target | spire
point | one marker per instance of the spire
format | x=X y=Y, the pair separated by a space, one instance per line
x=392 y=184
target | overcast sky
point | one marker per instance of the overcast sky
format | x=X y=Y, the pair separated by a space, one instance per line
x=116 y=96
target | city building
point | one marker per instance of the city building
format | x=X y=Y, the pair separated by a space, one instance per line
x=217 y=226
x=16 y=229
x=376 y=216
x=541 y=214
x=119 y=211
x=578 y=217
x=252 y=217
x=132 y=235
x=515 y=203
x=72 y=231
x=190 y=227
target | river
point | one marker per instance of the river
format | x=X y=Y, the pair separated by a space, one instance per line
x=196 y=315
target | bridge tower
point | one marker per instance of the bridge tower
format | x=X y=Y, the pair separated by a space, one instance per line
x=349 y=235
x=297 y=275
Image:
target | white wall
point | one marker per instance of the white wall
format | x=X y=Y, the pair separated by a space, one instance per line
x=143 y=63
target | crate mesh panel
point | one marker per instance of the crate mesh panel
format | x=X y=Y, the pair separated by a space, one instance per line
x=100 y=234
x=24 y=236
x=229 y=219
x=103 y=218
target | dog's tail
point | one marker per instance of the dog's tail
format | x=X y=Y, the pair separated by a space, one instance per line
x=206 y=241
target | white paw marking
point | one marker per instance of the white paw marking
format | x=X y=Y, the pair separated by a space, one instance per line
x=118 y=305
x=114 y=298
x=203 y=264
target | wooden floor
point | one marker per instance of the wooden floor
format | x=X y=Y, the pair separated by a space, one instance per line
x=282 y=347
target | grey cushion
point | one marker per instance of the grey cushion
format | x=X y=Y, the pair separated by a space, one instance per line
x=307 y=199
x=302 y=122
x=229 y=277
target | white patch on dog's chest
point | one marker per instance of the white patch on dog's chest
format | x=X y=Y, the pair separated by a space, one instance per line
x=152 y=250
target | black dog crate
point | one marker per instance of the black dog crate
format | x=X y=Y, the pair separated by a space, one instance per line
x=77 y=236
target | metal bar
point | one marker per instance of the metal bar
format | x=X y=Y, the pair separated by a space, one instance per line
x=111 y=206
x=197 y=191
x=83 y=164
***
TO DO:
Render every line of the records above as a JSON list of strings, with one string per line and blank lines omitted.

EXERCISE RESULT:
[
  "target | spire",
  "point | one marker per instance of the spire",
  "format | x=X y=Y, the pair separated by a space, one instance per line",
  "x=392 y=184",
  "target | overcast sky",
  "point | one marker per instance of the overcast sky",
  "format | x=X y=Y, the pair separated by a space, one instance per line",
  "x=116 y=96",
  "target | city building",
  "point | one marker per instance of the city building",
  "format | x=X y=Y, the pair separated by a space, one instance per line",
  "x=217 y=226",
  "x=16 y=229",
  "x=376 y=216",
  "x=541 y=214",
  "x=119 y=211",
  "x=578 y=217",
  "x=252 y=217",
  "x=132 y=235",
  "x=515 y=203",
  "x=72 y=231",
  "x=190 y=227",
  "target | river",
  "point | one marker per instance of the river",
  "format | x=X y=Y, the pair separated by a space, one instance per line",
  "x=196 y=315",
  "target | bridge tower",
  "point | one marker per instance of the bridge tower",
  "format | x=X y=Y, the pair separated by a space, one instance per line",
  "x=349 y=235",
  "x=297 y=275",
  "Image:",
  "target | white wall",
  "point | one marker per instance of the white wall",
  "format | x=X y=Y, the pair separated by a space, one instance per line",
  "x=143 y=63",
  "target | crate mesh panel",
  "point | one marker per instance of the crate mesh panel",
  "format | x=X y=Y, the pair separated by a space, one instance per line",
  "x=100 y=234",
  "x=24 y=236",
  "x=229 y=219",
  "x=103 y=218",
  "target | dog's tail",
  "point | one marker per instance of the dog's tail",
  "format | x=X y=Y, the pair separated by a space, one instance per line",
  "x=206 y=241",
  "target | white paw marking",
  "point | one marker per instance of the white paw marking",
  "format | x=X y=Y, the pair separated by a space, one instance per line",
  "x=118 y=305",
  "x=114 y=298",
  "x=203 y=264",
  "target | wooden floor",
  "point | one marker per instance of the wooden floor",
  "format | x=X y=Y, the pair separated by a space, one instance per line",
  "x=282 y=347",
  "target | grey cushion",
  "point | one marker per instance of the grey cushion",
  "format | x=X y=Y, the pair separated by a space, one instance per line",
  "x=307 y=199",
  "x=302 y=122",
  "x=229 y=277",
  "target | white patch on dog's chest",
  "point | one marker per instance of the white patch on dog's chest",
  "format | x=X y=Y, the pair separated by a space, one instance per line",
  "x=152 y=250",
  "target | black dog crate",
  "point | one marker per instance of the black dog crate",
  "format | x=X y=Y, the pair separated by a space, one instance per line",
  "x=77 y=236",
  "target | metal bar",
  "point | one marker per instance of the metal bar",
  "format | x=X y=Y, the pair separated by a space, one instance per line",
  "x=111 y=206",
  "x=197 y=191",
  "x=83 y=164"
]